───── INFORMATION SUPPLIED
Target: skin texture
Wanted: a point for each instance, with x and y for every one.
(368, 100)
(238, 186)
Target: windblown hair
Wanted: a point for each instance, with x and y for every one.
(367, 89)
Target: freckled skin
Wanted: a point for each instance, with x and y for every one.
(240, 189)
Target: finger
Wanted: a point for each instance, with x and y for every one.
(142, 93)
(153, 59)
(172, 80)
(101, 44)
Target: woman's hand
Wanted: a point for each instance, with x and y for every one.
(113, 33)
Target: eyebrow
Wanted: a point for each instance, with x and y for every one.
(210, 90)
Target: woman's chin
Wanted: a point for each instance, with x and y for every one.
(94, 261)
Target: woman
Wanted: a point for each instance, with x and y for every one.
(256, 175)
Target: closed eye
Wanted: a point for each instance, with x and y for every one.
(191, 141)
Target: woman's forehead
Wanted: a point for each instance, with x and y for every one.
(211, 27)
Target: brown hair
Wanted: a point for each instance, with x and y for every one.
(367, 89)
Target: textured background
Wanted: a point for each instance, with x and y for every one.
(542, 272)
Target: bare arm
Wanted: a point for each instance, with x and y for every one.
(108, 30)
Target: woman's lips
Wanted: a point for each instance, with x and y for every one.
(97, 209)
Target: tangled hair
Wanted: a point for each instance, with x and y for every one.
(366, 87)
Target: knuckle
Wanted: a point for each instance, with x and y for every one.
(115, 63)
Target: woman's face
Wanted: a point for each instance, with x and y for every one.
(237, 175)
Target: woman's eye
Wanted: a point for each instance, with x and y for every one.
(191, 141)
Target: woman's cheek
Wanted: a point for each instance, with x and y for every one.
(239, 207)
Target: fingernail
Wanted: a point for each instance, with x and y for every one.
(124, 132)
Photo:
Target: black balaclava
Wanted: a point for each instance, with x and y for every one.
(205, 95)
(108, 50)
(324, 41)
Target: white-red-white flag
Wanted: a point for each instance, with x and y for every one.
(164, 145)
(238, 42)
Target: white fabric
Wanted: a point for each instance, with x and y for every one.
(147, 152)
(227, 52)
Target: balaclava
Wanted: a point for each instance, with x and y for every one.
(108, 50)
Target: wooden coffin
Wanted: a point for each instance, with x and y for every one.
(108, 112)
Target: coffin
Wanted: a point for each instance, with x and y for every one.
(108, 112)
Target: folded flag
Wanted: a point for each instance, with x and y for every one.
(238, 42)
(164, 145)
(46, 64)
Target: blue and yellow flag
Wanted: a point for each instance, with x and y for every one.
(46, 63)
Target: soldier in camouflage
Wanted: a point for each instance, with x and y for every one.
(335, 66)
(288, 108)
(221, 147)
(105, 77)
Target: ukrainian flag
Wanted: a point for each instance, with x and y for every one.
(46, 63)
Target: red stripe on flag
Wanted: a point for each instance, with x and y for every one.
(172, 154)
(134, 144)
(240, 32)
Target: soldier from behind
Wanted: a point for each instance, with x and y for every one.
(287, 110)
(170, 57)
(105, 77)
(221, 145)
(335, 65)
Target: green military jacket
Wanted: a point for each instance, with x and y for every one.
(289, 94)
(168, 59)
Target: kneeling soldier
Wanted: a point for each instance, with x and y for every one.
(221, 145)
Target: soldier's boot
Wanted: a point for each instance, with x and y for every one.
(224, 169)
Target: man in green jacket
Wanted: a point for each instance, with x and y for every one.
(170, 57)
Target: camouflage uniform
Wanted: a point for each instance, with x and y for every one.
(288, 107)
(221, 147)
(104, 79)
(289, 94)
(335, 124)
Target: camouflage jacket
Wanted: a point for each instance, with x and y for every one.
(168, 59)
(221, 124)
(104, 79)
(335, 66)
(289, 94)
──────────
## STATED TASK
Present all of the data above as a numbered list, omitting any blank lines.

## REPLY TO THE TASK
1. Target: skin texture
2. Wanted: a point for each instance, with x and y for every one.
3. (368, 100)
4. (238, 186)
5. Target: windblown hair
6. Wanted: a point for each instance, with x and y for every one.
7. (367, 89)
8. Target: freckled skin
9. Wanted: a point for each instance, with x and y for every one.
10. (240, 189)
11. Target: finger
12. Wanted: a point for each instance, with x and y for every one.
13. (142, 93)
14. (153, 59)
15. (172, 80)
16. (101, 44)
17. Target: woman's hand
18. Wanted: a point for each instance, with x and y for every one.
19. (113, 33)
20. Target: eyebrow
21. Wanted: a point for each instance, with x and y for every one.
22. (210, 90)
23. Target: woman's chin
24. Wanted: a point for each instance, with x and y for every one.
25. (94, 261)
26. Target: woman
27. Wanted: a point for each instance, with x and y for every one.
28. (256, 175)
29. Target: closed eye
30. Wanted: a point for each instance, with x and y for every one.
31. (191, 141)
32. Target: woman's forehead
33. Wanted: a point for each instance, with x and y for every one.
34. (211, 27)
35. Target: brown hair
36. Wanted: a point for each instance, with x and y for every one.
37. (367, 89)
38. Target: textured background
39. Wanted: a point for each instance, with x and y for every one.
40. (542, 272)
41. Target: bare arm
42. Wanted: a point for each instance, with x and y for every one.
43. (108, 30)
44. Target: woman's lips
45. Wanted: a point for each instance, with x and y for every one.
46. (97, 209)
47. Target: tangled hair
48. Wanted: a point for each instance, with x and y for every one.
49. (366, 87)
50. Target: knuckle
51. Wanted: a point for each instance, with x and y for every one.
52. (115, 63)
53. Target: woman's face
54. Wanted: a point for each instance, with x and y for every one.
55. (237, 175)
56. Target: woman's eye
57. Wanted: a point for each instance, with x and y for every one.
58. (191, 141)
59. Target: woman's cheek
60. Wanted: a point for each instance, with x and y for every one.
61. (239, 207)
62. Target: fingernail
63. Wanted: a point for each instance, with x and y for every one.
64. (124, 132)
65. Photo:
66. Target: black balaclava
67. Wanted: a point for each instance, with x and y for every one.
68. (205, 95)
69. (108, 50)
70. (324, 41)
71. Target: white-red-white flag
72. Wanted: a point for each instance, with x and y for every one.
73. (164, 145)
74. (238, 42)
75. Target: white fabric
76. Wanted: a point for each instance, with x and y for every one.
77. (147, 152)
78. (227, 52)
79. Target: balaclava
80. Wanted: a point for each instance, with x and y for every one.
81. (108, 50)
82. Target: wooden coffin
83. Wanted: a point for each instance, with x and y for every one.
84. (108, 112)
85. Target: coffin
86. Wanted: a point for each instance, with x and y for every one.
87. (108, 112)
88. Target: folded flag
89. Wanted: a point for each instance, with x and y for every one.
90. (238, 42)
91. (164, 145)
92. (46, 64)
93. Target: blue and yellow flag
94. Wanted: a point for each instance, with x and y for every one.
95. (46, 63)
96. Target: soldier in camouflage
97. Wanted: a point for each instance, with x and y for every one.
98. (335, 66)
99. (288, 108)
100. (221, 147)
101. (105, 77)
102. Target: ukrainian flag
103. Wanted: a point for each instance, with x and y for every one.
104. (46, 63)
105. Target: red stripe on flag
106. Wanted: a point for each instance, with x and y for every one.
107. (172, 154)
108. (134, 144)
109. (240, 32)
110. Target: soldier from behind
111. Wanted: a point for each instance, with x and y for every one.
112. (287, 110)
113. (170, 57)
114. (105, 77)
115. (221, 145)
116. (335, 65)
117. Target: green military jacket
118. Wanted: a point for each instance, with x and y for every one.
119. (289, 94)
120. (168, 59)
121. Target: kneeling soldier
122. Wanted: a point for each instance, with x and y for every one.
123. (221, 145)
124. Target: soldier's boot
125. Wanted: a point for each instance, with x and y for every one.
126. (224, 169)
127. Target: man in green jacket
128. Wanted: a point for each instance, with x and y for every one.
129. (170, 57)
130. Target: camouflage uniform
131. Wanted: a point for each instance, with x and y for every one.
132. (288, 107)
133. (221, 147)
134. (104, 79)
135. (289, 94)
136. (335, 124)
137. Target: camouflage jacket
138. Wanted: a point for each instance, with x and y for every one.
139. (168, 59)
140. (221, 124)
141. (104, 79)
142. (335, 66)
143. (289, 94)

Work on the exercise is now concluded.